Wayne Hale's NASA Blog: Starting a Conversation

Starting a conversation is hard. Getting off on the wrong foot can happen so quickly and then any chance of a meaningful encounter is lost. I am really interested in starting a conversation. Not a conversation on any subject, but a conversation about space exploration and why that effort is meaningful.

Perhaps you agree, perhaps you disagree, but you certainly know some things I don't. And I am really interested in finding out what I don't know (which is a lot!)

So I'll try to hammer out some thoughts every day or so - maybe with pictures if I figure that out - and you can write me back and tell me how its going..

So for the first post, I'll start with the reason I came to work late --- my grandkids (oh, no, you didn't want to hear that kind of story did you?!) Not that my two grandchildren are the smartest and brightest kids ever born (they are), but what having grandchildren - or children - can mean. Children make me thoughtful. (After they are in bed, anyway). Little children make me think about the future. What will the world be like when these wee ones inherit what we have done? Will the world be a better or a worse place than it is today? And the hardest question of all: what can I do to make it better?

I hold a stubborn and passionate belief that space exploration is important for that future. Just one example for today: understanding our own planet. Without satellites to monitor the weather, climate, pollution, crop growth patterns, and many other things we would be blind and deaf to what is happening. The earth monitoring satellites built by many countries and many US agencies are giving us vital information about our world every day. And that is information that cannot be gained anywhere else but from earth orbit.

• EXERCISE TASK A: Format the records as a JSON list of strings, one string per line with blank lines left out. Begin at the line that contains "Practice step: indicate the giant" and continue through the last line of the records.

Excerpts from point annotation data:
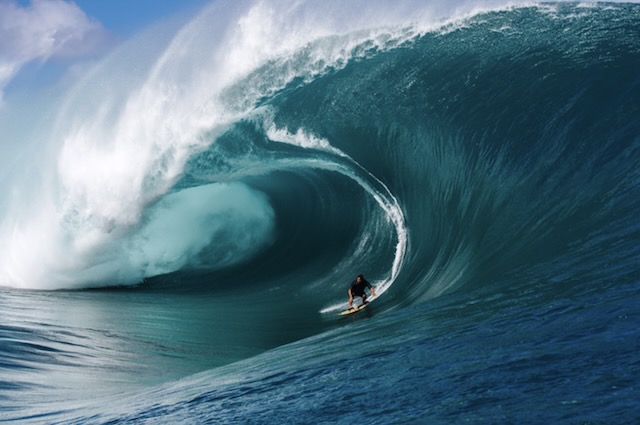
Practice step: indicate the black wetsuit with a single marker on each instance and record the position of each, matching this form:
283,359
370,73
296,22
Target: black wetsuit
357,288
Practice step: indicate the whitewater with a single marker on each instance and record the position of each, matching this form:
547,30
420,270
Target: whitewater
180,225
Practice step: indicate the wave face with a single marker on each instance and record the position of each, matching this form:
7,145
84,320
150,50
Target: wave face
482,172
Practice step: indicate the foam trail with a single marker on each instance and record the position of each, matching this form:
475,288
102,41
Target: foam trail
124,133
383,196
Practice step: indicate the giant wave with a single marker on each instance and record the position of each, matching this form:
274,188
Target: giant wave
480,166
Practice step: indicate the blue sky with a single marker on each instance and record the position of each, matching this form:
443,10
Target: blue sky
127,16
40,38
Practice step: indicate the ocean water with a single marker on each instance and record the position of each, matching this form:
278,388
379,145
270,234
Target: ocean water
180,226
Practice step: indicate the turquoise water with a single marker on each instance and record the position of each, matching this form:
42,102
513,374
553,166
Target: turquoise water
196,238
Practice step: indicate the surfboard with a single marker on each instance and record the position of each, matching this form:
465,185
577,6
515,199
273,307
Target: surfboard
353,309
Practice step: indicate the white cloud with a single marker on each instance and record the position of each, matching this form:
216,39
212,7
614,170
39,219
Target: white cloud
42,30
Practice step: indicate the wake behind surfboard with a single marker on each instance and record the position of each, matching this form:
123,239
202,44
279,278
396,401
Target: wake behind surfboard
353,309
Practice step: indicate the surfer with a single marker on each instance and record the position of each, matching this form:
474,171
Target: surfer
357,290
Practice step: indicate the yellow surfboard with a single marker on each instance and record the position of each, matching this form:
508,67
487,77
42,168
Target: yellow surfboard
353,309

• EXERCISE TASK B: Retype the part of the blog post on starting a conversation that begins at the words "Starting a conversation is" and ends after "(which is a lot!)".

• TASK OUTPUT A:
[
  "Practice step: indicate the giant wave with a single marker on each instance and record the position of each, matching this form:",
  "274,188",
  "Target: giant wave",
  "480,166",
  "Practice step: indicate the blue sky with a single marker on each instance and record the position of each, matching this form:",
  "443,10",
  "Target: blue sky",
  "127,16",
  "40,38",
  "Practice step: indicate the ocean water with a single marker on each instance and record the position of each, matching this form:",
  "278,388",
  "379,145",
  "270,234",
  "Target: ocean water",
  "180,226",
  "Practice step: indicate the turquoise water with a single marker on each instance and record the position of each, matching this form:",
  "42,102",
  "513,374",
  "553,166",
  "Target: turquoise water",
  "196,238",
  "Practice step: indicate the surfboard with a single marker on each instance and record the position of each, matching this form:",
  "465,185",
  "577,6",
  "515,199",
  "273,307",
  "Target: surfboard",
  "353,309",
  "Practice step: indicate the white cloud with a single marker on each instance and record the position of each, matching this form:",
  "216,39",
  "212,7",
  "614,170",
  "39,219",
  "Target: white cloud",
  "42,30",
  "Practice step: indicate the wake behind surfboard with a single marker on each instance and record the position of each, matching this form:",
  "123,239",
  "202,44",
  "279,278",
  "396,401",
  "Target: wake behind surfboard",
  "353,309",
  "Practice step: indicate the surfer with a single marker on each instance and record the position of each, matching this form:",
  "474,171",
  "Target: surfer",
  "357,290",
  "Practice step: indicate the yellow surfboard with a single marker on each instance and record the position of each, matching this form:",
  "508,67",
  "487,77",
  "42,168",
  "Target: yellow surfboard",
  "353,309"
]

• TASK OUTPUT B:
Starting a conversation is hard. Getting off on the wrong foot can happen so quickly and then any chance of a meaningful encounter is lost. I am really interested in starting a conversation. Not a conversation on any subject, but a conversation about space exploration and why that effort is meaningful.

Perhaps you agree, perhaps you disagree, but you certainly know some things I don't. And I am really interested in finding out what I don't know (which is a lot!)